Easter Week Timeline: Thursday 27 April 1916
Irish Volunteers take over Enniscorthy, Co Wexford, occupying the Athenaeum and hoisting the Republican flag.
Throughout the morning, British shells continued to be fired on Dublin city centre.
James Connolly was wounded in the ankle after going out to inspect rebel positions, and struggled to make it back to headquarters in the GPO on Sackville Street.
In the afternoon, future Dáil Éireann Defence Minister Cathal Brugha was wounded badly at the South Dublin Union garrison which was under the leadership of Éamonn Ceannt. The fighting in the hospital had come down to close-quarter combat between rebels and soldiers. However, the area was largely left by British military forces on Thursday night as they focused efforts on fighting in other parts of the city.
Back in the GPO, a manifesto aimed at lifting spirits of his fellow rebels was dictated by the wounded James Connolly to his aide Winifred Carney. A British army doctor taken prisoner was helping to treat the injured signatory to the Proclamation of the Irish Republic.

→ **RECORDS SHOWN**:

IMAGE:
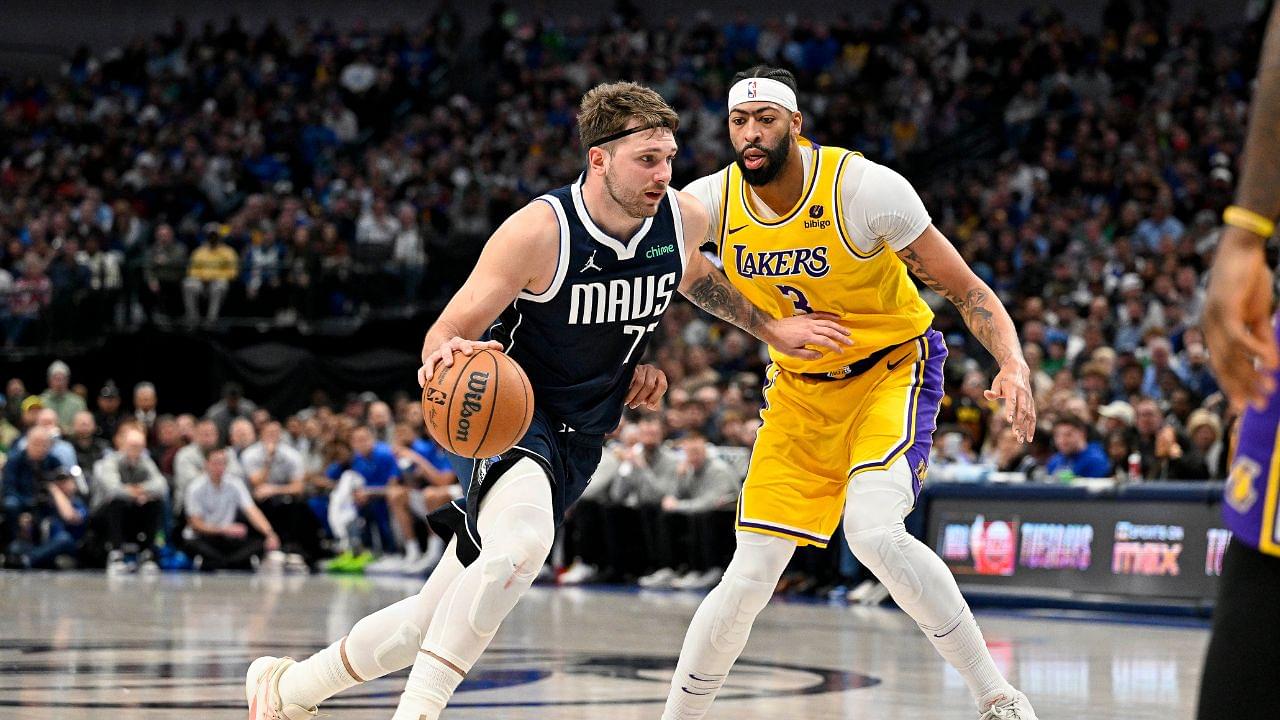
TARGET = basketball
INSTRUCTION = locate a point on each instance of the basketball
(480, 406)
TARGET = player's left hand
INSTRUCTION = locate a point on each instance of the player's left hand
(1013, 384)
(648, 386)
(1238, 320)
(796, 336)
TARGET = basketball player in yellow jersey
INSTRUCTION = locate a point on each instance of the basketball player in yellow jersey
(801, 229)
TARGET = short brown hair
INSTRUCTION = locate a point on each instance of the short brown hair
(609, 108)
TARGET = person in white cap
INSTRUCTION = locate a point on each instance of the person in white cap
(809, 229)
(58, 397)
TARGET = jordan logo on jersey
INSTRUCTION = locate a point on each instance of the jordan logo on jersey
(784, 263)
(620, 300)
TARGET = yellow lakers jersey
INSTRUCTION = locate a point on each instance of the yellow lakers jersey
(805, 261)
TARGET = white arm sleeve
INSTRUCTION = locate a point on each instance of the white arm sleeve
(881, 205)
(709, 190)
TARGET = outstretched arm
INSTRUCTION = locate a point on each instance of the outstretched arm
(705, 286)
(1238, 305)
(521, 255)
(933, 259)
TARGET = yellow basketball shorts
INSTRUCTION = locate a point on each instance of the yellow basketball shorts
(819, 434)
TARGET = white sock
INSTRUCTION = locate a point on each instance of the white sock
(316, 678)
(959, 642)
(412, 551)
(379, 643)
(429, 688)
(434, 546)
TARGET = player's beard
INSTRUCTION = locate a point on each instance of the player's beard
(775, 158)
(634, 204)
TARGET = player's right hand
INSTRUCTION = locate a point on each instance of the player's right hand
(444, 355)
(796, 336)
(1238, 320)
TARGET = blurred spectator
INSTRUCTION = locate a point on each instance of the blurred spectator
(275, 479)
(219, 510)
(232, 405)
(26, 473)
(145, 408)
(128, 502)
(164, 270)
(109, 414)
(59, 397)
(55, 536)
(689, 536)
(190, 463)
(211, 269)
(1075, 456)
(86, 442)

→ **PROBLEM**: In the Easter Week timeline for Thursday 27 April 1916, who took down the manifesto that the wounded James Connolly dictated in the GPO?

→ **RESPONSE BOX**: His aide Winifred Carney.